◆ DATA RECORDS ◆
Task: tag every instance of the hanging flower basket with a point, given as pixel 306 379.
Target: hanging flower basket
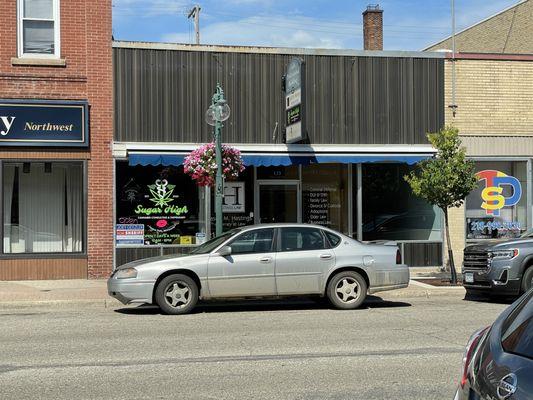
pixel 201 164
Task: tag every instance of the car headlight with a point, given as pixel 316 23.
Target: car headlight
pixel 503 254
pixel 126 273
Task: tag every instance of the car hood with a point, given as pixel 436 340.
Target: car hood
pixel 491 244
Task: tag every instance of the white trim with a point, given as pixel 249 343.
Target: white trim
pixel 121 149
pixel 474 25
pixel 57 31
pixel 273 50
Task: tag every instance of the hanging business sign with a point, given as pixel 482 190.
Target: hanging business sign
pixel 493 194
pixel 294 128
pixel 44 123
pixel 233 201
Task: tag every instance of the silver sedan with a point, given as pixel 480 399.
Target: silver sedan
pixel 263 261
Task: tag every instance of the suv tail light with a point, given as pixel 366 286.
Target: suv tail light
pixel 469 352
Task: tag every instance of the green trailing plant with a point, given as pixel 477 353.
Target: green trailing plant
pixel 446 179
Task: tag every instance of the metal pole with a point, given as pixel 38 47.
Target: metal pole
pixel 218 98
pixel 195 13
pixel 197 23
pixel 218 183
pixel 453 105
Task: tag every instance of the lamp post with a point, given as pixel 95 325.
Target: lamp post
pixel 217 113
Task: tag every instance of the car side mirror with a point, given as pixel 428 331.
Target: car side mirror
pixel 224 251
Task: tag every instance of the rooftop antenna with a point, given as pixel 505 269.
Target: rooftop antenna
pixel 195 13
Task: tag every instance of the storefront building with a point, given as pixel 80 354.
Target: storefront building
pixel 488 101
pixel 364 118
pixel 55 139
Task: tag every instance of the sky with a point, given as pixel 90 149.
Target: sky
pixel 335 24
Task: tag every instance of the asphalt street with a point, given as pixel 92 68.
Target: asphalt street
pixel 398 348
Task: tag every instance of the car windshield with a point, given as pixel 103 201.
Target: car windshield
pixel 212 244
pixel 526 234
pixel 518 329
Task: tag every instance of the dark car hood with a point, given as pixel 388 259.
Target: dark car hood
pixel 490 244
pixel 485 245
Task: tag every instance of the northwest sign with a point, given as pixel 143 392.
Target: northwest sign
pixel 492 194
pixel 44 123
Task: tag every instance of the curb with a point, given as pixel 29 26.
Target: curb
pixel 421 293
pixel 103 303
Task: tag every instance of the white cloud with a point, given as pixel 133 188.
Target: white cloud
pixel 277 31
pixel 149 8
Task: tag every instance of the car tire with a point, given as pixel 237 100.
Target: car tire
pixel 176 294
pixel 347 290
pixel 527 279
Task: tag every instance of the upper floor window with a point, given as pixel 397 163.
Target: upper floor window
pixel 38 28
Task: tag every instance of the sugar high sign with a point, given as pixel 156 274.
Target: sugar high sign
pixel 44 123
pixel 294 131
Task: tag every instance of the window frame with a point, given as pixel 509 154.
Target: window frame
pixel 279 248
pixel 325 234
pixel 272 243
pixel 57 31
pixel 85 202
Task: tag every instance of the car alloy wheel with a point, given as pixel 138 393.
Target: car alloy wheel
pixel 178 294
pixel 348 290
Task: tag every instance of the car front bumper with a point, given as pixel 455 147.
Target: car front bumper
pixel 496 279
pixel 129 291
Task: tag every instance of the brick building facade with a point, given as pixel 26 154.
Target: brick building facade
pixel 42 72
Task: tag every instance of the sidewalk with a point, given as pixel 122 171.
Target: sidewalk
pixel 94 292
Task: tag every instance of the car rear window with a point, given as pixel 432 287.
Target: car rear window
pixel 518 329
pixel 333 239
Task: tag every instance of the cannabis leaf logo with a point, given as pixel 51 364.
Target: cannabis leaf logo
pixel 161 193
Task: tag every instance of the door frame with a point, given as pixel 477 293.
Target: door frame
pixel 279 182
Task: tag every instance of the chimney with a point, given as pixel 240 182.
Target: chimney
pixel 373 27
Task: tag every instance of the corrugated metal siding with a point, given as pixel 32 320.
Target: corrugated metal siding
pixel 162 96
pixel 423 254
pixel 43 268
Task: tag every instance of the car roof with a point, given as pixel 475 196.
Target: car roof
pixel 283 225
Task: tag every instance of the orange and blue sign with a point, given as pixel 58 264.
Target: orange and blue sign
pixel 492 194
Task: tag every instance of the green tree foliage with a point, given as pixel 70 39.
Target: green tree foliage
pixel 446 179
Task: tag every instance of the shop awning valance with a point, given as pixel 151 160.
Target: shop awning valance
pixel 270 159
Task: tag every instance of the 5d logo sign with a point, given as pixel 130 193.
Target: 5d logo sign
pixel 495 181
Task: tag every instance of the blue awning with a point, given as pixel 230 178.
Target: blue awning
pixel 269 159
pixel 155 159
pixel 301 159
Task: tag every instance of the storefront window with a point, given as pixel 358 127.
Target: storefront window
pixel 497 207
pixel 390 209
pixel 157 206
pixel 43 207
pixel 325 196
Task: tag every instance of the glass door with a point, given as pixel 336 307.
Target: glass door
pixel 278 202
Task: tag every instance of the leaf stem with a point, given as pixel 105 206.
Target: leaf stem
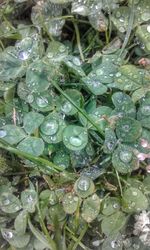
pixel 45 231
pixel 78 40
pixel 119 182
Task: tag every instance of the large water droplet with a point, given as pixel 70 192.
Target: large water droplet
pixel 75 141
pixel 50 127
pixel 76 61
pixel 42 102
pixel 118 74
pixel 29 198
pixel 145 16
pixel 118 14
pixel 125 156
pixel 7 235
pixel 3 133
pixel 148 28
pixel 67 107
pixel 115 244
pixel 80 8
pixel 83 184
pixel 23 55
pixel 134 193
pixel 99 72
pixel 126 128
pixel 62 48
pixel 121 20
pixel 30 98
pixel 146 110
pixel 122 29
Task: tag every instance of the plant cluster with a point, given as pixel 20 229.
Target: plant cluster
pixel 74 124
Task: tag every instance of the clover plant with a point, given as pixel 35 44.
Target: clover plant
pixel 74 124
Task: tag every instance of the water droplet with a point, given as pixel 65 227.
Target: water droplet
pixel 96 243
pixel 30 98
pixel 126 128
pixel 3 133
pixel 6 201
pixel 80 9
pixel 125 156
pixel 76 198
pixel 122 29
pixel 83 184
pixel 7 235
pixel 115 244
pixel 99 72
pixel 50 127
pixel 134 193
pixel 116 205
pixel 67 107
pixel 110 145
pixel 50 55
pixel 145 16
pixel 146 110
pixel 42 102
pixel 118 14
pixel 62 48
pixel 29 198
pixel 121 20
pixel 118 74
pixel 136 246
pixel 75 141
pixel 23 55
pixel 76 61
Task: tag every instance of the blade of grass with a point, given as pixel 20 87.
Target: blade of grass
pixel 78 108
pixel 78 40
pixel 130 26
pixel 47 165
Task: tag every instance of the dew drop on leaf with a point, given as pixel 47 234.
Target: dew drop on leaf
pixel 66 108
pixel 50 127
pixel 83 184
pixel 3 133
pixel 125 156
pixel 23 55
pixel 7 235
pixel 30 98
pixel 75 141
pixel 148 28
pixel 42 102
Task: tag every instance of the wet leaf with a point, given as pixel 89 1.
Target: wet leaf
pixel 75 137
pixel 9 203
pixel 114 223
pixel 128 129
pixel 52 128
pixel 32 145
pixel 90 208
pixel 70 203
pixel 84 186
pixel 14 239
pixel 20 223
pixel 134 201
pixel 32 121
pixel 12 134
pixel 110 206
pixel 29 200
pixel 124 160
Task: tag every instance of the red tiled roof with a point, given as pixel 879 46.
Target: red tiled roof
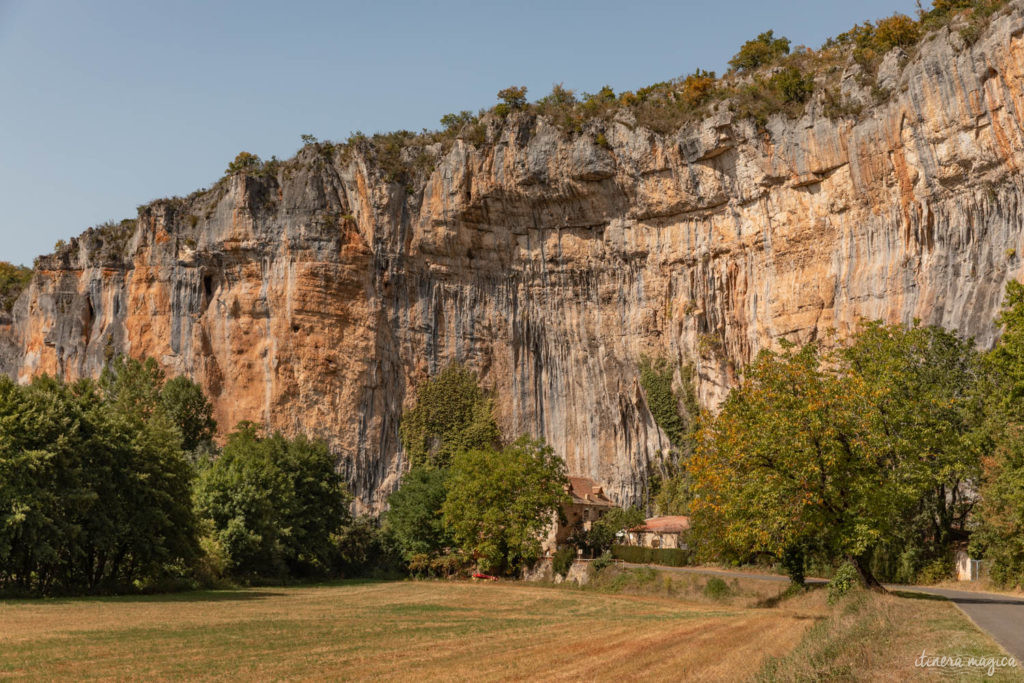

◆ ACTIVITY ◆
Only the lines containing the word "tiled" should be returned from the data above.

◆ ANSWER SECTION ◆
Task: tag every instance of the red tiled roof with a point, given as pixel 879 46.
Target: red tiled roof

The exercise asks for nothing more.